Problem to work on = Copy each of the items below word for word.

──────

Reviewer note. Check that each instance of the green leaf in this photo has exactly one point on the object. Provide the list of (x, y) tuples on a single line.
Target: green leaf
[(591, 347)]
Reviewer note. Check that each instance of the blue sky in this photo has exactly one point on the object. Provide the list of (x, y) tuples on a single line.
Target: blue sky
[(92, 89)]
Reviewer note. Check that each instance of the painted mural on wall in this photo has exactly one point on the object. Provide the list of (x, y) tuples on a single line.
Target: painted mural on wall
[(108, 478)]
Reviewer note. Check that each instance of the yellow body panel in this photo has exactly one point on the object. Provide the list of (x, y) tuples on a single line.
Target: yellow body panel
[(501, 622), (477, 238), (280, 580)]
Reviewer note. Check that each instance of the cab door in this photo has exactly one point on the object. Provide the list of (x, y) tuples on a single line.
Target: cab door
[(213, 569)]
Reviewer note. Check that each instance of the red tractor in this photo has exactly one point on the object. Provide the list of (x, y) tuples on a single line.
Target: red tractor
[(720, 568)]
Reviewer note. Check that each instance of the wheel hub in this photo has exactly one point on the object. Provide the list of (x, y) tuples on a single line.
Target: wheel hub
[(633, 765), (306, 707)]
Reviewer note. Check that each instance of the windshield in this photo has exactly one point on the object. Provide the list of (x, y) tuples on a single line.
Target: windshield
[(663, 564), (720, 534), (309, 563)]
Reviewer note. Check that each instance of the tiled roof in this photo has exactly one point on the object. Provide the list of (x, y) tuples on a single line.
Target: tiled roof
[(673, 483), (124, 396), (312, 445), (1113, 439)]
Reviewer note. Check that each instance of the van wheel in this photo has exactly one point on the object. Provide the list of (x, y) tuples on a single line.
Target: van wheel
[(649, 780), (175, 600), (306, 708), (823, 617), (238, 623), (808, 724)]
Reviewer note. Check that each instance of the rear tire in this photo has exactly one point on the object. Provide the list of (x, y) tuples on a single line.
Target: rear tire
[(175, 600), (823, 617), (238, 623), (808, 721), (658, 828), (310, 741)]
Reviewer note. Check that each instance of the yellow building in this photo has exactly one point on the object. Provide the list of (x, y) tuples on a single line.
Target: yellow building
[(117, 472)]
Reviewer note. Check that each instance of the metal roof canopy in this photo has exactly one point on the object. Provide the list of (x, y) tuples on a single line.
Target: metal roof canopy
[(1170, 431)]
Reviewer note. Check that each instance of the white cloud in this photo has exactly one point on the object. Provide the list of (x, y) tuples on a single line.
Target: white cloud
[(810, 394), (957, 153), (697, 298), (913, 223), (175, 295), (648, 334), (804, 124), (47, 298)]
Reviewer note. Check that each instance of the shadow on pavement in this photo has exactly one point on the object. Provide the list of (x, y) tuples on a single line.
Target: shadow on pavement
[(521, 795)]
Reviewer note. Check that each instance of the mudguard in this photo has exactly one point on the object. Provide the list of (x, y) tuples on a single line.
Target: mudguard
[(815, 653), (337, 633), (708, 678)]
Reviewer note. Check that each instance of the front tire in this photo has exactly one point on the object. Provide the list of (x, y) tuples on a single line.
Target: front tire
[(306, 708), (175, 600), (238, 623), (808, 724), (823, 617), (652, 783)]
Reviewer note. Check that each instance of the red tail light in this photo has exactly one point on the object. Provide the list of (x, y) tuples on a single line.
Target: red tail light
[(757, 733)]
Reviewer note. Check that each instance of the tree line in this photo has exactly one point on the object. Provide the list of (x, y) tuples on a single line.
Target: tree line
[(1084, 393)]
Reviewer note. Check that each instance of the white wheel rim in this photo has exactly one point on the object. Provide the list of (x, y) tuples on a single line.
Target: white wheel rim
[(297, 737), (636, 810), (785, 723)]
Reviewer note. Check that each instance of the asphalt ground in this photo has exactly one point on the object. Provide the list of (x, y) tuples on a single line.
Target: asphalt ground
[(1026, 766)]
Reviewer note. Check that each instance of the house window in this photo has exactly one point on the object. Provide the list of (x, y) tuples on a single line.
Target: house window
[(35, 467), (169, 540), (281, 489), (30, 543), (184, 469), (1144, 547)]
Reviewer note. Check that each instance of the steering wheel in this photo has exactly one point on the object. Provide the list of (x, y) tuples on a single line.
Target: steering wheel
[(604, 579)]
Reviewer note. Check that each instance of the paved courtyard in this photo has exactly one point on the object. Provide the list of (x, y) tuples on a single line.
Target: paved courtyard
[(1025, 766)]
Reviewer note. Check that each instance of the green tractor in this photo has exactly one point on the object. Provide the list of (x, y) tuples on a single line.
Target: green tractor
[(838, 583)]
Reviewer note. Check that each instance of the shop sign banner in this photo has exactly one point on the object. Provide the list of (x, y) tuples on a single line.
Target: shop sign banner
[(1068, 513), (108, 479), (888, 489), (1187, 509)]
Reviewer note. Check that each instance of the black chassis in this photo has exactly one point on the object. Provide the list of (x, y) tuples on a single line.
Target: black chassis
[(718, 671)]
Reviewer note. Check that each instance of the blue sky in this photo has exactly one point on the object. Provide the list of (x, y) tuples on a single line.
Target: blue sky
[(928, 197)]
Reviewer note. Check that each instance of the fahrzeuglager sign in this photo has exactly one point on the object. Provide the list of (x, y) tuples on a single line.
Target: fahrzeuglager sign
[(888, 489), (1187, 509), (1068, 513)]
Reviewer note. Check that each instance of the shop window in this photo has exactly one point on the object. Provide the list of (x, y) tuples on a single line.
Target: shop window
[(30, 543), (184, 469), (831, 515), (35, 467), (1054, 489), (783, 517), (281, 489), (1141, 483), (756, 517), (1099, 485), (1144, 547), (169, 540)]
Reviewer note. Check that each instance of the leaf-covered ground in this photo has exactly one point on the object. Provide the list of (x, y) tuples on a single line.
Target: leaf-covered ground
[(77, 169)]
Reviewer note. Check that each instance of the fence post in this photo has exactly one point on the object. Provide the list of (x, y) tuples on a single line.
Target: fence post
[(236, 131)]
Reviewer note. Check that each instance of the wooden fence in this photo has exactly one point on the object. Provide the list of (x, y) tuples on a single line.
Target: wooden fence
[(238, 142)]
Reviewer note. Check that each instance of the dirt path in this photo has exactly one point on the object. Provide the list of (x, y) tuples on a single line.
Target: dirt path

──────

Output =
Reviewer note. Check that each instance of the green leaf in this photo has exactly one point on the object. Provide the list of (x, y) tuples on a single line.
Target: green leaf
[(591, 347)]
Reviewer note. Check that each instance of the blue sky in this photo has exactly one point on the object. Provide the list of (x, y) tuples on a single line.
Target: blue sky
[(92, 89)]
Reviewer note. Check that each instance of the painted mural on wall in this photo has exactly one point on the object. Provide the list of (x, y) tuples on a single line.
Target: painted mural on wall
[(108, 478)]
Reviewer note. Check that each instance of the yellow body panel in this photo has exactly one point on the object. Provide the list of (x, y) tuples on a single line.
Target: yellow body panel
[(501, 622), (477, 238), (280, 580)]
Reviewer note. Check that each instance of the cab door in this photo has exactly one point on the object. Provide the list of (x, y) tuples on a single line.
Target: cab door
[(213, 569)]
Reviewer note. Check that each instance of the red tractor in this photo has exactly one point on the object. Provide the list of (x, y) tuples on a single line.
Target: red tractor
[(720, 568)]
Reviewer note. Check that each instance of the wheel hub in this photo has exactly one point on the object. Provide the list of (x, y) tuples on a single line.
Target: wheel hub
[(633, 765), (306, 707)]
Reviewer note. Check that each instance of the windshield in this photo has exactly one point on the object. Provide the list of (x, y) tuples on a single line.
Target: windshield
[(663, 564), (720, 534), (309, 563)]
Reviewer note. Check that each instance of the tiled roof in this photo has exactly one point on the object. Provide the list of (x, y) tuples on a single line.
Target: tiled roof
[(673, 483), (124, 396), (312, 445), (1113, 439)]
Reviewer note. Check that each instance of the van wheel in this photo has exactly one point on the object. Provide the list of (x, y) tuples on a single line.
Target: van wheel
[(649, 780), (175, 600), (306, 708), (823, 617), (238, 623), (808, 724)]
Reviewer note. Check that each instance of the rear tire in this photo has exactly one point on the object. Provide the list of (x, y) tuples on a single line.
Target: rear tire
[(175, 600), (823, 617), (238, 623), (808, 721), (658, 828), (310, 741)]
Reviewer note. Check that each instance of the yellow building in this photo has exactly one point on the object. Provide the list of (x, y) tuples on a single line.
Target: yellow building
[(117, 472)]
Reviewer note. Check that each instance of the metal roof canopy in this photo has exactly one point on the object. Provide the list of (x, y) tuples on a single line.
Target: metal roof canopy
[(1170, 431)]
Reviewer note. Check that each instance of the white cloud in this photo has exactly one point on the object. Provide the list of (x, y) tuples on a single line.
Target: white cloud
[(810, 394), (957, 153), (697, 298), (913, 223), (175, 295), (648, 334), (804, 124), (47, 298)]
Reviewer note. Check that each instance of the shadow on pavement in this photo has exactly one point on the object. Provide the list of (x, y) tuples on a single line.
Target: shadow on pavement
[(521, 795)]
Reviewer note. Check that each instance of the mudguard in this photo has exactly one point on the object. Provide the list of (x, y) tuples on a single line.
Target: mudguard
[(815, 653), (337, 633), (708, 678)]
Reviewer note. Check that each instance of the front tire in this photo has exactly one point on the object. Provide the list of (x, y) tuples on a single line.
Target: front tire
[(306, 708), (175, 600), (238, 623), (808, 724), (823, 617), (652, 783)]
Reviewer note. Check that each instance of the red tail light in this photo has exactly one point on the object. Provide the list of (x, y) tuples on a single line.
Target: red tail light
[(757, 733)]
Reviewer note. Check that each instance of the tree line in this photo has exactly one point on the object. Provide the list of (x, y) tuples on a single line.
Target: tree line
[(1084, 393)]
Reviewer note. Check that each instance of the white wheel rim in this photo has exactly one point on the object. Provide the list of (x, y) tuples on a single line.
Target: white wheel rim
[(297, 737), (636, 810), (785, 723)]
Reviewer note. Check that each instance of the asphalt ground in this photo has exactly one point on the object. Provide the list of (x, y) tuples on a single line.
Target: asphalt ground
[(1026, 766)]
Reviewer note. Check that each instance of the house window in this photo has exactly one point on the object. Provide the list of (x, y) tuples on a single line.
Target: house window
[(35, 467), (169, 540), (281, 489), (30, 543), (184, 469), (1144, 547)]
Reviewer note. Check that each instance of the steering wheel in this photo has exactly one point on the object. Provide the list of (x, y) tuples on a single line.
Target: steering wheel
[(604, 579)]
Reviewer note. Check that each instance of the paved courtyard in this photo has exactly one point on the object. Provide the list of (x, y) tuples on a single line.
Target: paved courtyard
[(1025, 766)]
Reviewer note. Check that each instance of the green tractor in this photo has exactly one point on the object. Provide the list of (x, y) tuples on a single line.
Target: green tractor
[(838, 583)]
Reviewer note. Check that each instance of the shop sign banner in this photo has exactly one point on the object. Provide the list of (x, y) tuples on a single line.
Target: shop sign banner
[(1068, 513), (108, 479), (888, 489), (1187, 509)]
Reviewer note. Check that each instance of the black chassis in this photo has exactly one point on the object. Provide the list of (x, y) tuples on a single line.
Target: black chassis
[(718, 671)]
Reviewer note. Check that each instance of the blue sky in this photo has exactly one point on the object. Provide the list of (x, y) tuples on a single line.
Target: blue sky
[(928, 197)]
Reviewer note. Check that each instance of the fahrzeuglager sign in this photo has exactly one point on the object. Provide the list of (x, y) tuples on a single line.
Target: fahrzeuglager sign
[(888, 489), (1187, 509), (1068, 513)]
Reviewer note. Check that each instance of the shop window in this photo has exactly one point on the object. Provide the list of (x, y) tuples on a single line.
Target: shop window
[(30, 543), (184, 469), (831, 515), (35, 467), (1054, 489), (783, 517), (281, 489), (1141, 483), (756, 517), (1099, 485), (1144, 547), (169, 540)]
Reviewer note. Check that each instance of the leaf-covered ground in this photo has exactly one point on the object. Provide the list of (x, y) tuples on a single line.
Target: leaf-covered ground
[(77, 169)]
Reviewer note. Check that each instance of the fence post in this photo has exactly one point on the object. Provide the list of (x, y) tuples on a single line.
Target: fence post
[(236, 131)]
Reviewer note. Check that each instance of the wooden fence in this photo has exactly one point on the object. Provide the list of (x, y) tuples on a single line.
Target: wooden fence
[(238, 142)]
Reviewer note. Check that each instance of the dirt path in this photo has exactly one point on the object. Provide the list of (x, y) tuples on a single line.
Target: dirt path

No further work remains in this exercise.